Pick out each line of the data containing the string "glass" and copy it.

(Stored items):
## start

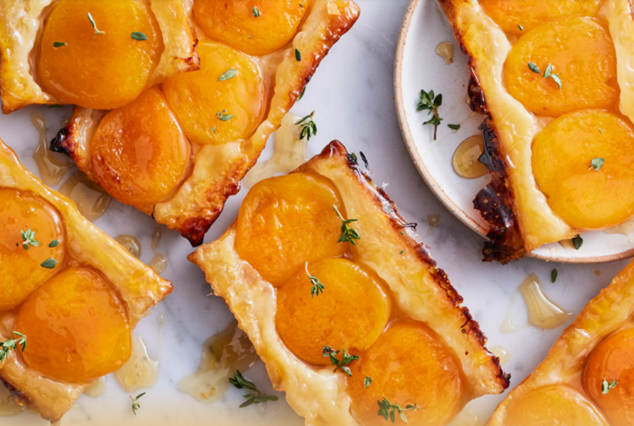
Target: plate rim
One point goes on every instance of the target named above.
(428, 177)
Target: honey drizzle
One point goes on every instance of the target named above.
(222, 354)
(140, 371)
(92, 201)
(51, 165)
(542, 312)
(289, 152)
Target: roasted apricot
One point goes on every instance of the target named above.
(609, 377)
(553, 405)
(139, 152)
(222, 101)
(582, 162)
(76, 326)
(286, 221)
(350, 314)
(408, 365)
(98, 66)
(579, 52)
(256, 27)
(518, 16)
(22, 252)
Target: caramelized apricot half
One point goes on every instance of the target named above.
(76, 326)
(222, 101)
(409, 365)
(580, 53)
(139, 152)
(256, 27)
(518, 16)
(582, 162)
(553, 405)
(20, 260)
(609, 377)
(100, 66)
(350, 314)
(286, 221)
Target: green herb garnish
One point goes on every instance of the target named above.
(346, 359)
(254, 396)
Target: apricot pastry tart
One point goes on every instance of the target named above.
(587, 379)
(181, 149)
(70, 296)
(554, 81)
(96, 54)
(320, 269)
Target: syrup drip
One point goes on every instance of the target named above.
(91, 200)
(222, 355)
(131, 244)
(445, 51)
(98, 388)
(289, 152)
(140, 371)
(465, 158)
(52, 165)
(542, 312)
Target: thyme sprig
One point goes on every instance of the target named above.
(254, 396)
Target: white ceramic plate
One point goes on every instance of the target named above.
(417, 67)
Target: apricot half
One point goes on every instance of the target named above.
(20, 260)
(350, 314)
(256, 27)
(581, 54)
(513, 14)
(100, 66)
(286, 221)
(553, 405)
(408, 365)
(76, 326)
(139, 152)
(612, 362)
(222, 101)
(563, 155)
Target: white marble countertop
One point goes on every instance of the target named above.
(352, 94)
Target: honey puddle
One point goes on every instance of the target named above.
(52, 165)
(465, 158)
(445, 51)
(542, 312)
(131, 244)
(97, 389)
(140, 371)
(91, 200)
(289, 152)
(222, 355)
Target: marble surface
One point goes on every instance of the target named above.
(352, 94)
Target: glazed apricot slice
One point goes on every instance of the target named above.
(256, 27)
(350, 314)
(409, 365)
(222, 101)
(553, 405)
(582, 163)
(20, 260)
(286, 221)
(580, 52)
(100, 66)
(612, 362)
(139, 152)
(77, 327)
(518, 16)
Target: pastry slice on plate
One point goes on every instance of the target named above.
(181, 149)
(555, 83)
(587, 379)
(70, 296)
(343, 303)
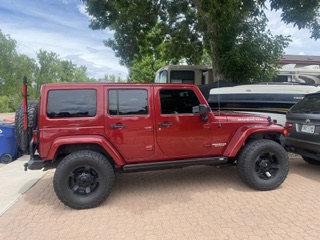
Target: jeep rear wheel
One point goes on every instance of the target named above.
(83, 179)
(23, 137)
(263, 164)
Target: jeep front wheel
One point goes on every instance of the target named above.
(83, 179)
(263, 164)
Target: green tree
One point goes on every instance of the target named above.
(232, 32)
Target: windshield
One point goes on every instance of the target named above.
(310, 104)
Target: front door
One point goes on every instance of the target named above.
(129, 123)
(180, 132)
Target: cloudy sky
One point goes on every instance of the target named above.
(61, 26)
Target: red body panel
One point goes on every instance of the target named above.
(142, 139)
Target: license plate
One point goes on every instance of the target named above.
(308, 128)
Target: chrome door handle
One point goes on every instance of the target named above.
(118, 125)
(165, 124)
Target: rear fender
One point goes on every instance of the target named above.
(84, 139)
(243, 133)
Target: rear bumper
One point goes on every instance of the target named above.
(304, 148)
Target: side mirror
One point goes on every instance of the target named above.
(203, 109)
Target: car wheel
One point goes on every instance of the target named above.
(83, 179)
(263, 164)
(23, 137)
(311, 160)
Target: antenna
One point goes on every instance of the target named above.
(219, 107)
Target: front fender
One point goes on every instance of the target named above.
(242, 134)
(84, 139)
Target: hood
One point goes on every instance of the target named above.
(242, 117)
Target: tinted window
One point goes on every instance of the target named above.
(71, 103)
(310, 104)
(128, 102)
(178, 101)
(162, 77)
(182, 76)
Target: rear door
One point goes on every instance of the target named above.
(128, 121)
(180, 132)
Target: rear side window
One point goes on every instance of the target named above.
(310, 104)
(71, 103)
(175, 101)
(128, 102)
(182, 76)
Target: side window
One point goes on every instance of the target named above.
(176, 101)
(128, 102)
(72, 103)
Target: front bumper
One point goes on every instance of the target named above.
(35, 163)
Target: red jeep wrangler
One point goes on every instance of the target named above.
(90, 132)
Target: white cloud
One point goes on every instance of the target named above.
(60, 27)
(301, 42)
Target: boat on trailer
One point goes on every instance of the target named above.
(272, 99)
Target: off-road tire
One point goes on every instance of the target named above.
(311, 160)
(23, 137)
(83, 179)
(263, 164)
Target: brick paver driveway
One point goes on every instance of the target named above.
(190, 203)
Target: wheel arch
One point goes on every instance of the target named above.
(63, 146)
(247, 134)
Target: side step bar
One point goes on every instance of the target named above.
(137, 167)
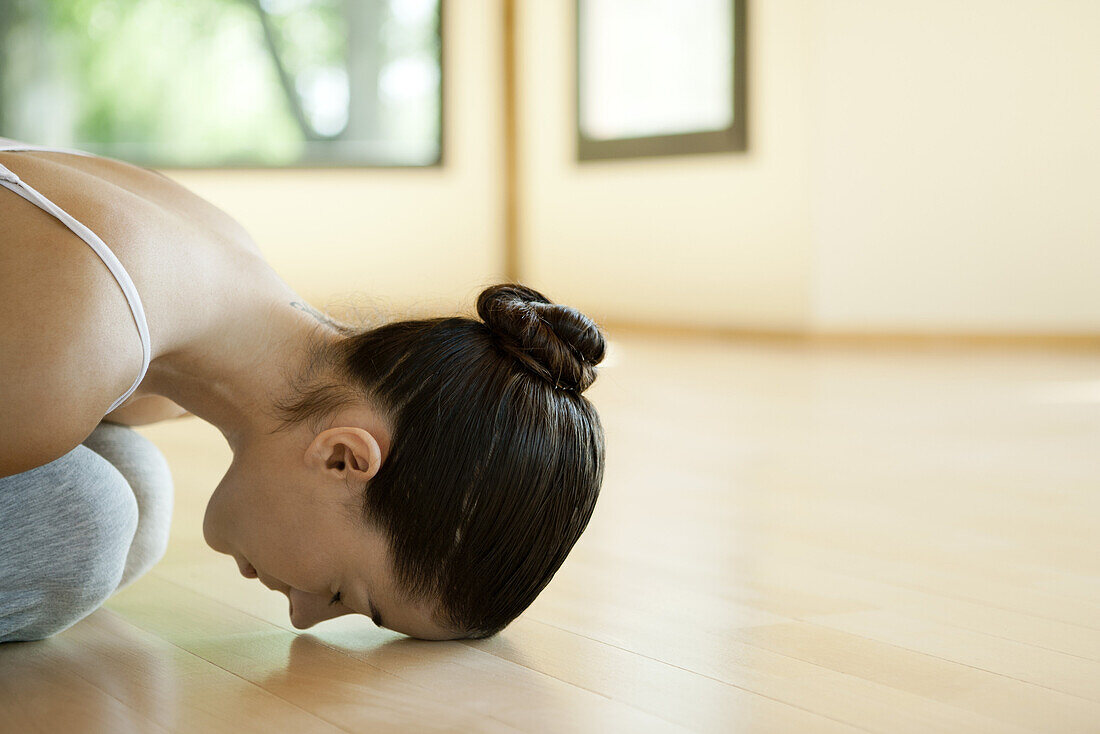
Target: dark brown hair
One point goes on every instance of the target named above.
(496, 458)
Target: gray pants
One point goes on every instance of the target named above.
(77, 529)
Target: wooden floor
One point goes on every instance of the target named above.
(790, 538)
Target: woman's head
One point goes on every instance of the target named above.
(475, 463)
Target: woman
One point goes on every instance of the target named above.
(431, 474)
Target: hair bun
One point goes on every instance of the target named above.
(557, 342)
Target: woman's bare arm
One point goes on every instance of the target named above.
(151, 408)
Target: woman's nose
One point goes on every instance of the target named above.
(307, 609)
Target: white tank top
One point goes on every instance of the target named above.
(10, 181)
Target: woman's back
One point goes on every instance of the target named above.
(68, 337)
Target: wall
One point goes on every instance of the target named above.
(956, 165)
(722, 240)
(913, 167)
(424, 239)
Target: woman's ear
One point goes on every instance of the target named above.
(345, 451)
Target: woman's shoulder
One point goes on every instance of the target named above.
(67, 337)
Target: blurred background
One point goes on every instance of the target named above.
(801, 167)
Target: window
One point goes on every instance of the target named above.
(659, 77)
(227, 83)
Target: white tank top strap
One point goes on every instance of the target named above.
(10, 181)
(9, 145)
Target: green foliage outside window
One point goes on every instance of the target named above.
(217, 83)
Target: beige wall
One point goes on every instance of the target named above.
(923, 166)
(417, 239)
(722, 240)
(956, 165)
(912, 166)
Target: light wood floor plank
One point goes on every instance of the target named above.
(790, 538)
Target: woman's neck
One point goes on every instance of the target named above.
(233, 369)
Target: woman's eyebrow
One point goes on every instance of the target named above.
(375, 616)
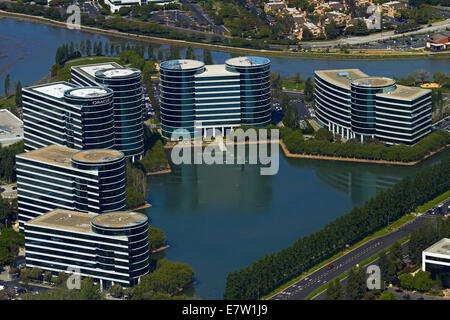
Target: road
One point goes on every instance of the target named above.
(437, 26)
(304, 287)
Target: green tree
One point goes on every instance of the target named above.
(18, 94)
(388, 295)
(7, 84)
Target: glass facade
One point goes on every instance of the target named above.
(255, 89)
(363, 102)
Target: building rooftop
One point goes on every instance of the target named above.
(90, 69)
(370, 82)
(440, 247)
(53, 90)
(97, 155)
(406, 93)
(89, 92)
(121, 219)
(65, 219)
(342, 77)
(247, 61)
(55, 155)
(117, 73)
(181, 64)
(215, 70)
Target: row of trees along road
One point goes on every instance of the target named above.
(275, 269)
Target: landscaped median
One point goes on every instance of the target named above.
(295, 145)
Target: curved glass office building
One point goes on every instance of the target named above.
(96, 118)
(195, 96)
(363, 102)
(110, 168)
(126, 84)
(354, 105)
(255, 88)
(177, 86)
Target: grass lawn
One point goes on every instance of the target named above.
(63, 74)
(430, 204)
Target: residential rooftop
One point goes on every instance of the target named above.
(440, 247)
(121, 219)
(97, 155)
(53, 154)
(341, 77)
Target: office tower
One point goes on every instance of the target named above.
(126, 83)
(195, 96)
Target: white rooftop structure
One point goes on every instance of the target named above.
(247, 61)
(91, 70)
(54, 90)
(118, 72)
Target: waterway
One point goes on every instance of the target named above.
(223, 217)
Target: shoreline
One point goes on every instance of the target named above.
(144, 206)
(320, 56)
(288, 154)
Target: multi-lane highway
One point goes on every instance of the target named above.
(304, 287)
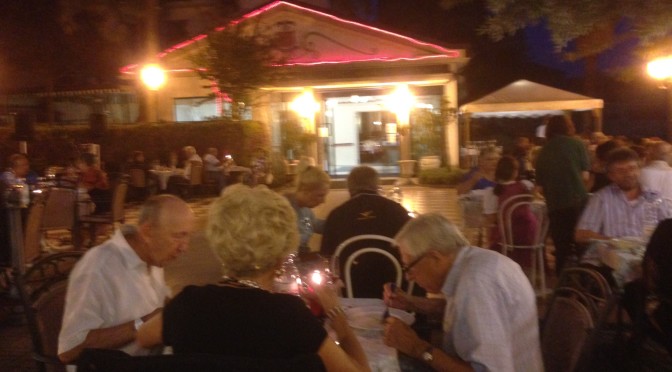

## end

(THE RESULT):
Target: glass facade
Target: curved glass office building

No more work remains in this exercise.